[[ RECORDS PROVIDED open ]]

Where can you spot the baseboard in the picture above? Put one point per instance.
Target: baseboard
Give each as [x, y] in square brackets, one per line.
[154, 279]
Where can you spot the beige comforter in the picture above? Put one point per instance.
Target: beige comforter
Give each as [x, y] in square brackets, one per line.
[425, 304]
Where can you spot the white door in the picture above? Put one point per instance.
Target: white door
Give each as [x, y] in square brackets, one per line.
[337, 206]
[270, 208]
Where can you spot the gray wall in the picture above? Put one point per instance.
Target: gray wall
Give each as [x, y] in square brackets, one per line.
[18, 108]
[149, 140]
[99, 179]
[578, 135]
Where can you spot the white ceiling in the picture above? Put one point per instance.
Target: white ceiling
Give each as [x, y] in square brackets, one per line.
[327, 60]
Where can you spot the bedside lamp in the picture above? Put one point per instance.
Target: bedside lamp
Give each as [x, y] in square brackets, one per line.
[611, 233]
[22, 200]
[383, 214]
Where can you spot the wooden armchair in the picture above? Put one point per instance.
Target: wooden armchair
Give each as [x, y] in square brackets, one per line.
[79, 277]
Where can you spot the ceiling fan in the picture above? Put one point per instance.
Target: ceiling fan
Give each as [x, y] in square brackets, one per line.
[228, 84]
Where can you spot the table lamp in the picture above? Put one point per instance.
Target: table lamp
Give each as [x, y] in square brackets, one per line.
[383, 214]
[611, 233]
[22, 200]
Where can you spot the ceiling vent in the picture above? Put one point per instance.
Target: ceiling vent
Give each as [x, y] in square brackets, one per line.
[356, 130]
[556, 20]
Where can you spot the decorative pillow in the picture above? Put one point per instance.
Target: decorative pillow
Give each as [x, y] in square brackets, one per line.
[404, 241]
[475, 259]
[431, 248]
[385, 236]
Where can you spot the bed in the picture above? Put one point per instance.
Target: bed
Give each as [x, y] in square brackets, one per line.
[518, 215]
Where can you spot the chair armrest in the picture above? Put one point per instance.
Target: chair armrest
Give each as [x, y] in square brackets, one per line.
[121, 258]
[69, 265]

[[ RECORDS PROVIDED closed ]]

_EXERCISE DETAILS_.
Repeat the records above in full, character for character.

_RESULT_.
Where can you spot the baseboard in the picture above? Put one point per instance.
Target: baseboard
Give each as [x, y] in square brackets, one per line.
[154, 279]
Where can you spot the beige comforter in the picture above? Put one point per instance.
Target: beige comforter
Give each as [x, y] in square brackets, one per line.
[425, 304]
Where can you spot the white door in the picture above? Put one point per instance.
Target: white door
Give each as [x, y] in square brackets, one per line.
[337, 206]
[270, 208]
Where can you spot the gray wall in the picture above? Put one point per instance.
Target: gray wall
Give each as [x, y] in square brackets, one per line.
[18, 108]
[149, 140]
[99, 179]
[578, 135]
Where can you spot the white ceiling in the picture above? Put one point per instance.
Target: white ceiling
Give each as [x, y] in square brackets, one per line.
[327, 60]
Where can you spot the bedside lamp in the picture above? Put one point per instance.
Target: bedside lamp
Give each as [x, y] in square brackets, one per line.
[611, 233]
[22, 200]
[383, 214]
Where can you spot the wooden armchair in the picture above? Put one point per instance.
Target: wooden armchair
Give each as [x, y] in square brackets, one per line.
[79, 277]
Where can you spot the ceiling fan in the picture above? Put one point per instance.
Target: ceiling fan
Give each as [x, y] in square brackets, one per line.
[228, 84]
Where can you spot the table lamp in the picture above? Put one point per instance.
Target: table lamp
Give each as [x, y] in square brackets, one per line.
[383, 214]
[611, 233]
[22, 200]
Where can you spot the ceiling vent in the picture above? Put one point per instance.
Target: ceiling vent
Give each as [x, y] in square brackets, one per line.
[356, 130]
[556, 20]
Where can you spot the decorative pillow in the picture above? Put one point per instance.
Target: decorative pillow
Give each as [x, y] in square brackets, one per line.
[404, 241]
[475, 259]
[431, 248]
[385, 236]
Where can you spot the bed in the picture above? Put one point per instance.
Target: bed
Give each as [x, y] in square brackets, one per line.
[518, 215]
Where can you spot the chair armrest in the picture above? Put one point per instance.
Target: chair armrest
Give each as [x, y] in square brackets, one per line.
[121, 258]
[69, 265]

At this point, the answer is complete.